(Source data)
***
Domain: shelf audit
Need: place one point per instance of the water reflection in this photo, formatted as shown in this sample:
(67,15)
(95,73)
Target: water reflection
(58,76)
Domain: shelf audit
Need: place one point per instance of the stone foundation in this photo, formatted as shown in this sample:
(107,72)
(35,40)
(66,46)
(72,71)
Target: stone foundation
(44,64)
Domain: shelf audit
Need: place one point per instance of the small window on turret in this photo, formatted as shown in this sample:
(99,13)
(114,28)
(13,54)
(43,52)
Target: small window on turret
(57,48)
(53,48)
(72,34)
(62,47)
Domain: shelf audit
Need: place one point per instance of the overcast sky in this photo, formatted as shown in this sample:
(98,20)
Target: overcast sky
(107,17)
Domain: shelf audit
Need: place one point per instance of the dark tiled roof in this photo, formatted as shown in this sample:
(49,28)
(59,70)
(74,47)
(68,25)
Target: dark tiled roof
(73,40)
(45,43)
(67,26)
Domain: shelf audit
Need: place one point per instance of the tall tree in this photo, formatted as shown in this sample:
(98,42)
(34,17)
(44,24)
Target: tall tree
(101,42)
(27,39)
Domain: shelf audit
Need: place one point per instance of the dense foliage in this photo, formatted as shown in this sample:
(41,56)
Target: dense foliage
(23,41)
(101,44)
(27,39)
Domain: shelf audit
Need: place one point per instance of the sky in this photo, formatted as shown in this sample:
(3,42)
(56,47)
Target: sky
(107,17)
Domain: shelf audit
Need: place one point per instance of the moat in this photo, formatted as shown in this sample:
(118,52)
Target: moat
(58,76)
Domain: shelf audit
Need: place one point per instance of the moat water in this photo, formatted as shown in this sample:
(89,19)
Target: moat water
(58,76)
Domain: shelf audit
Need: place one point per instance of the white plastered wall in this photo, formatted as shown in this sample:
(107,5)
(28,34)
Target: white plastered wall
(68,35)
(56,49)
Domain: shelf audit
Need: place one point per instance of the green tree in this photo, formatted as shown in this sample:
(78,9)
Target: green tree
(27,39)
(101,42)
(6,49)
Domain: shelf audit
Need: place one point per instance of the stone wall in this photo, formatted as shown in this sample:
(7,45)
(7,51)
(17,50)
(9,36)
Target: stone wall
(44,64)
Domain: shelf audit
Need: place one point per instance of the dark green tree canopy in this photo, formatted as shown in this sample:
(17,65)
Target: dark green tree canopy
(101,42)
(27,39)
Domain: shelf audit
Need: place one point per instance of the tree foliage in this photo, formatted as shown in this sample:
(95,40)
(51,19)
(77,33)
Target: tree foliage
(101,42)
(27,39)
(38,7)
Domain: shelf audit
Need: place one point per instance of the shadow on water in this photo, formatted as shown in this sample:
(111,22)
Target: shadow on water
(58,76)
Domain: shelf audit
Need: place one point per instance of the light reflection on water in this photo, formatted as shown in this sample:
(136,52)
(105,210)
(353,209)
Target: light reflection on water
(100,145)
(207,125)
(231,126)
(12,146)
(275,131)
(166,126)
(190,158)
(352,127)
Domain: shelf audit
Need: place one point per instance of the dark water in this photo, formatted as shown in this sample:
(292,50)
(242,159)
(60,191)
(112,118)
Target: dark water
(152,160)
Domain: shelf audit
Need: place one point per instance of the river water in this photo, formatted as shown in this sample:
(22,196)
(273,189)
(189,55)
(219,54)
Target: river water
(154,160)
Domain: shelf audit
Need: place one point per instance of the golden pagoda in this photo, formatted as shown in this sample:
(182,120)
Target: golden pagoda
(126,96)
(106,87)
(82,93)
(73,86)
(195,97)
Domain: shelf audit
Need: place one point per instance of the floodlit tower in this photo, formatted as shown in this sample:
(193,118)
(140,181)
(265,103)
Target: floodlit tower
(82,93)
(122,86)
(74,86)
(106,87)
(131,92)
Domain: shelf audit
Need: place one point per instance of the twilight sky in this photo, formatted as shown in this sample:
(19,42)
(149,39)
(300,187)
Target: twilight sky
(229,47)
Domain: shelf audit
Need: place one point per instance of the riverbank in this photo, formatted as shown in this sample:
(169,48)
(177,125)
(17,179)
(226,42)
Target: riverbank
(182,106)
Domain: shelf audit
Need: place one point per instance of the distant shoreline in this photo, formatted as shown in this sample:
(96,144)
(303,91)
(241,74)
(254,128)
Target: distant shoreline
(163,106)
***
Write all of the data above again, exactly as given.

Domain: shelf audit
Need: place one point per instance of the water reflection in this photo, formatted as shown in this sample:
(67,15)
(95,73)
Target: water reflection
(58,76)
Domain: shelf audit
Need: place one point per instance of the stone foundation in this photo, formatted as shown in this sample:
(107,72)
(35,40)
(66,46)
(72,71)
Target: stone foundation
(44,64)
Domain: shelf audit
Need: place one point per instance of the small window on turret in this photo, formatted as shown in this sample:
(99,13)
(114,28)
(13,54)
(43,52)
Target: small window on turret
(57,48)
(53,48)
(72,34)
(62,47)
Domain: shelf audit
Need: place one point per instance of the overcast sky in this photo, formatted as shown in this sample:
(98,20)
Target: overcast sky
(107,17)
Domain: shelf audit
Need: place one point per instance of the dark tiled roof in this photo, formatted as shown in this sample:
(49,28)
(59,70)
(74,47)
(68,25)
Target: dark tiled roof
(73,40)
(45,43)
(67,26)
Domain: shelf audit
Need: place one point per instance of the tall tree in this photo, formatted as shown in this sample:
(98,42)
(34,17)
(44,24)
Target: tall tree
(101,42)
(27,39)
Domain: shelf audit
Need: place one point per instance of the dense foliage in this photo, formatted as shown in this sample:
(41,56)
Target: dense foliage
(23,41)
(101,44)
(27,39)
Domain: shelf audit
Need: place one point per instance of the sky in this photo, formatted as shown in this sample:
(3,42)
(56,47)
Target: sky
(107,17)
Domain: shelf audit
Need: place one point per instance of the moat in this photo, formatted as shown in this sample:
(118,52)
Target: moat
(58,76)
Domain: shelf audit
Need: place one point per instance of the moat water in this photo, formatted as shown in this sample:
(89,19)
Target: moat water
(58,76)
Domain: shelf audit
Need: place one point per instance of the white plastered wall in this photo, formatted as shown in this sample:
(107,5)
(28,34)
Target: white plastered wall
(68,35)
(56,49)
Domain: shelf audit
Need: place one point per instance of the green tree in this photo, formatted as shown in this sample:
(78,9)
Target: green tree
(27,39)
(101,42)
(6,49)
Domain: shelf audit
Need: place one point per instance of the stone wall in this photo, formatted as shown in this sample:
(7,45)
(7,51)
(17,50)
(9,36)
Target: stone wall
(44,64)
Domain: shelf audit
Need: place one point per instance of the dark green tree canopy in this photo, formatted as shown in this sample:
(17,65)
Target: dark green tree canopy
(101,42)
(27,39)
Domain: shelf audit
Need: place one point per instance of the tree foliage in this photo, formatted as shown in this sample:
(95,40)
(51,19)
(77,33)
Target: tree foliage
(101,42)
(27,39)
(38,7)
Domain: shelf audit
Need: place one point per instance of the shadow on water in this photo, formatted as shown in this sample:
(111,22)
Target: shadow on water
(58,76)
Domain: shelf audit
Need: place one point per instance of the light reflection on water in this photo, formatted as shown in this sample:
(136,52)
(105,210)
(353,209)
Target: light reflection on water
(100,145)
(207,125)
(231,126)
(12,146)
(275,131)
(166,126)
(190,158)
(352,127)
Domain: shelf audit
Need: place one point per instance of the dark water in this photo, formatted as shown in this sample:
(292,50)
(242,159)
(60,191)
(112,118)
Target: dark water
(152,160)
Domain: shelf audit
Need: place one point per instance of the river water in this photo, formatted as shown in this sample:
(22,196)
(273,189)
(189,55)
(219,54)
Target: river water
(154,160)
Domain: shelf audit
Need: place one point per instance of the golden pagoda in this photo, formatted as shown in this sample:
(182,120)
Target: golden pagoda
(126,96)
(106,87)
(82,93)
(73,86)
(195,97)
Domain: shelf audit
Need: place one point per instance of the floodlit tower in this photo, formatted as shown in this sample:
(193,118)
(140,181)
(265,103)
Target: floodlit tower
(82,93)
(122,86)
(74,86)
(106,87)
(131,92)
Domain: shelf audit
Need: place one point per instance of the twilight sky in this photo, formatted as shown in this sample:
(19,42)
(149,39)
(300,187)
Target: twilight sky
(229,47)
Domain: shelf audit
Need: place one point per instance of the riverbank in this photo, formatted as shown in this sample:
(169,48)
(177,125)
(17,179)
(226,42)
Target: riverbank
(182,106)
Domain: shelf audit
Need: place one point per instance of the distant shoreline in this photo, formatted as shown in this sample:
(96,144)
(303,91)
(241,74)
(254,128)
Target: distant shoreline
(163,106)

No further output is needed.